--- START Material supplied ---

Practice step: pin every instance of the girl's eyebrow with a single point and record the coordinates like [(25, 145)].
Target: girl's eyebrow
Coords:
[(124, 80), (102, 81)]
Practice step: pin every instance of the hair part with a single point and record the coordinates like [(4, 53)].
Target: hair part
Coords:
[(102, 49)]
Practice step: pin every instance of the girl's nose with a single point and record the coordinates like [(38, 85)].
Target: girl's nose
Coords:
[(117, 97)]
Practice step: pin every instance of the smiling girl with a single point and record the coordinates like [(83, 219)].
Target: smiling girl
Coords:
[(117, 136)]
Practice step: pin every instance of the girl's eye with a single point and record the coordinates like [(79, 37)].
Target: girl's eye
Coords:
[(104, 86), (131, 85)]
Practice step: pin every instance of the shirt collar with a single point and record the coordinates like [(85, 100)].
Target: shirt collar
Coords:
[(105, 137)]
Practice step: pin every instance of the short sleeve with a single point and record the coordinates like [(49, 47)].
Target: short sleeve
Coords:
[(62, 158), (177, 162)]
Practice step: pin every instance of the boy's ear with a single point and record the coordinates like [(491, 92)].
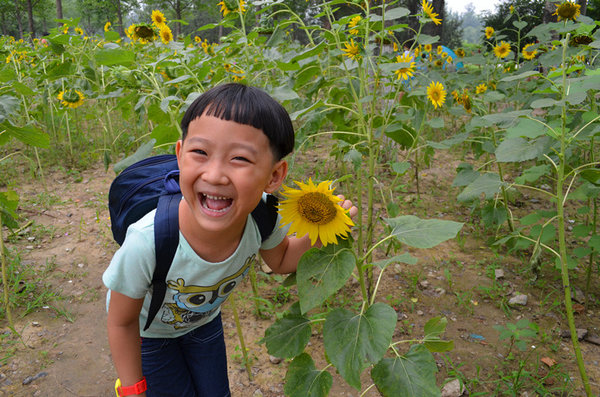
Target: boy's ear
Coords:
[(178, 146), (278, 174)]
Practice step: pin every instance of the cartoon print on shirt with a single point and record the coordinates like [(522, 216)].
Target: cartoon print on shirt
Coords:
[(193, 302)]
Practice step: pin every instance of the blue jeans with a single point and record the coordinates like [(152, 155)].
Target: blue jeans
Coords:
[(192, 365)]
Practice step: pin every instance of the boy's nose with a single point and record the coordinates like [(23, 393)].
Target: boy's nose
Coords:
[(213, 173)]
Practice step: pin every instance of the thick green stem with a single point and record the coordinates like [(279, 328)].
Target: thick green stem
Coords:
[(5, 280), (511, 226), (588, 277), (560, 202), (238, 327), (253, 283)]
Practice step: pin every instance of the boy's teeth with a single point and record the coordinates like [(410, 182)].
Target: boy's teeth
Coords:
[(216, 203), (216, 197)]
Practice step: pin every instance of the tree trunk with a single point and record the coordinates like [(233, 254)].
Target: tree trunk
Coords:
[(549, 9), (583, 5), (414, 6), (59, 9), (18, 18), (431, 28), (120, 28), (30, 18), (178, 16)]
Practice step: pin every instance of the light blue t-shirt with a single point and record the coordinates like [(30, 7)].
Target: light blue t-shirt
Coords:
[(195, 288)]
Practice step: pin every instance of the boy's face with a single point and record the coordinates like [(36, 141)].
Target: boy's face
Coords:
[(224, 169)]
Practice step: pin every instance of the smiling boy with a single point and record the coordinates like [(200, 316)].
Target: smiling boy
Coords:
[(231, 152)]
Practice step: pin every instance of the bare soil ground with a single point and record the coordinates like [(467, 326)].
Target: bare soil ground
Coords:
[(63, 344)]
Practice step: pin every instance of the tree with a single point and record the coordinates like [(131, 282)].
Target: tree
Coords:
[(530, 11), (471, 25), (593, 10), (452, 30)]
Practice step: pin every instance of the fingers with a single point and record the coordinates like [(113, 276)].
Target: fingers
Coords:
[(347, 205)]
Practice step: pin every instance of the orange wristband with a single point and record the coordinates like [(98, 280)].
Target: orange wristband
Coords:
[(138, 388)]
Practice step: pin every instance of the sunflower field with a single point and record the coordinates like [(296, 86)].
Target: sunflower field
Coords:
[(521, 116)]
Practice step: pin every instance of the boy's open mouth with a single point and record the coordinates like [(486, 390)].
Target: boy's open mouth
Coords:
[(215, 203)]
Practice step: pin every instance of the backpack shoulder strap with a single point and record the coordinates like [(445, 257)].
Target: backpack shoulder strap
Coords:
[(265, 216), (166, 240)]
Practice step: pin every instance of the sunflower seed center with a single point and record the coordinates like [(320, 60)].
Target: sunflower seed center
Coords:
[(316, 208)]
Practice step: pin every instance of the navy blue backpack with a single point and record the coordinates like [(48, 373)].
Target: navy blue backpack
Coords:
[(154, 183)]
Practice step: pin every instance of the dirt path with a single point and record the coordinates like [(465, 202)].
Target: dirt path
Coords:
[(71, 236)]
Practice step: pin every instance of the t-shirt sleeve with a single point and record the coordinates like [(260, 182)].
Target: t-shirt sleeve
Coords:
[(130, 270)]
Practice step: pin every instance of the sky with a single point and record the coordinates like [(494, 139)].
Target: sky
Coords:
[(480, 5)]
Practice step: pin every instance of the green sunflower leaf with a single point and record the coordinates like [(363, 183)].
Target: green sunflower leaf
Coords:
[(354, 341), (422, 233), (304, 380), (321, 272)]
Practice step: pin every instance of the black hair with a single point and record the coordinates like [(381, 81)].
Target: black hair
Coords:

--- END Material supplied ---

Lay out every line of the records above as a JSON list of strings, one string per line, with blank lines omitted. Leave the pictures out of the list.

[
  "Practice step: pin every instance of the girl's eyebrow with a single point and record the coordinates like [(25, 145)].",
  "Target: girl's eyebrow",
  "Coords:",
  "[(124, 80), (102, 81)]",
  "Practice step: pin every instance of the hair part with a single point and record the coordinates like [(4, 53)].",
  "Target: hair part",
  "Coords:",
  "[(102, 49)]",
  "Practice step: pin every instance of the girl's nose with a single point and record the coordinates like [(38, 85)].",
  "Target: girl's nose",
  "Coords:",
  "[(117, 97)]",
  "Practice step: pin every instance of the smiling girl with a single point and record the coordinates like [(83, 219)].",
  "Target: smiling girl",
  "Coords:",
  "[(117, 136)]",
  "Practice step: pin every instance of the girl's eye with a single point and record the coordinates like [(79, 37)].",
  "Target: girl's eye",
  "Coords:",
  "[(104, 86), (131, 85)]",
  "Practice step: pin every instance of the shirt collar with a single point and record the coordinates like [(85, 100)].",
  "Target: shirt collar",
  "Coords:",
  "[(105, 137)]",
  "Practice step: pin every instance of the short sleeve with a single point and record the coordinates like [(49, 47)].",
  "Target: short sleeve",
  "Coords:",
  "[(62, 158), (177, 162)]",
  "Practice step: pin every instance of the boy's ear with a single point and record the coordinates like [(491, 92)].",
  "Target: boy's ear",
  "Coords:",
  "[(178, 146), (278, 174)]",
  "Practice step: pin every instance of the cartoon print on shirt with a single point and record the coordinates like [(522, 216)].",
  "Target: cartoon print on shirt",
  "Coords:",
  "[(193, 302)]",
  "Practice step: pin every instance of the blue jeans with a single point and record the coordinates like [(152, 155)].",
  "Target: blue jeans",
  "Coords:",
  "[(192, 365)]",
  "Practice step: pin every instance of the boy's nose with a single point and record the coordinates like [(23, 393)].",
  "Target: boy's nose",
  "Coords:",
  "[(213, 173)]",
  "Practice step: pin every instance of the thick green stem with a single point and record the coordinates like [(279, 328)].",
  "Target: thick green stem",
  "Coords:",
  "[(5, 280), (511, 226), (588, 277), (560, 202), (238, 327), (253, 283)]",
  "Practice step: pin every instance of the boy's teeth with a single point and record the coordinates like [(410, 182)].",
  "Target: boy's teeth",
  "Coords:",
  "[(216, 203), (216, 197)]",
  "Practice step: pin every instance of the tree trunk with a single point and record the coordinates like [(233, 254)].",
  "Target: tree trunk",
  "Coords:",
  "[(549, 9), (583, 5), (414, 6), (59, 9), (18, 18), (431, 28), (120, 28), (30, 18), (178, 16)]",
  "Practice step: pin every instance of the light blue t-shirt with a single point and record the coordinates like [(30, 7)].",
  "Target: light blue t-shirt",
  "Coords:",
  "[(195, 288)]",
  "Practice step: pin every instance of the boy's face with a single point and record the coordinates like [(36, 141)].",
  "Target: boy's face",
  "Coords:",
  "[(224, 169)]",
  "Practice step: pin every instance of the smiling boy with a single point and record the coordinates like [(200, 316)].",
  "Target: smiling boy",
  "Coords:",
  "[(231, 152)]",
  "Practice step: pin every instance of the bare soil ground with a single point and record the coordinates like [(467, 326)].",
  "Target: bare soil ground",
  "Coords:",
  "[(63, 344)]",
  "Practice step: pin every instance of the tree with a single point and record the coordinates like [(131, 282)].",
  "Target: tree",
  "Coords:",
  "[(530, 11), (471, 25), (593, 10), (452, 30)]",
  "Practice step: pin every instance of the fingers with a single point and record the coordinates like [(113, 276)].",
  "Target: fingers",
  "Coords:",
  "[(347, 205)]",
  "Practice step: pin every instance of the orange wristband with a single point and record the coordinates like [(98, 280)].",
  "Target: orange wristband",
  "Coords:",
  "[(138, 388)]",
  "Practice step: pin every instance of the sunflower field with a single point and record the coordinates like [(296, 86)].",
  "Target: sunflower field",
  "Coords:",
  "[(521, 116)]",
  "Practice step: pin every instance of the boy's open mouth with a single point and record the coordinates like [(486, 390)].",
  "Target: boy's open mouth",
  "Coords:",
  "[(215, 203)]",
  "Practice step: pin every instance of the backpack shoulder strap with a single point and record the coordinates like [(445, 257)].",
  "Target: backpack shoulder strap",
  "Coords:",
  "[(265, 216), (166, 240)]",
  "Practice step: pin every instance of the sunflower seed center with a single point and record the coordinates like [(320, 60)].",
  "Target: sunflower seed center",
  "Coords:",
  "[(316, 208)]",
  "Practice step: pin every instance of the navy blue backpack with a single point and record the coordinates like [(48, 373)].",
  "Target: navy blue backpack",
  "Coords:",
  "[(154, 183)]",
  "Practice step: pin every instance of the dirt path with a single point and record the coordinates like [(465, 202)].",
  "Target: dirt path",
  "Coords:",
  "[(71, 236)]",
  "Practice step: pin every instance of the t-shirt sleeve with a single point and record the coordinates like [(260, 182)].",
  "Target: t-shirt sleeve",
  "Coords:",
  "[(130, 270)]",
  "Practice step: pin every instance of the sky with a single point and record the coordinates like [(494, 139)].",
  "Target: sky",
  "Coords:",
  "[(480, 5)]",
  "Practice step: pin every instance of the green sunflower leaf with a single point and record the coordinates like [(363, 183)].",
  "Target: green sunflower leaf",
  "Coords:",
  "[(354, 341), (422, 233), (304, 380), (321, 272)]",
  "Practice step: pin every instance of the black hair with a single point and record the coordinates like [(381, 81)].",
  "Target: black hair",
  "Coords:"
]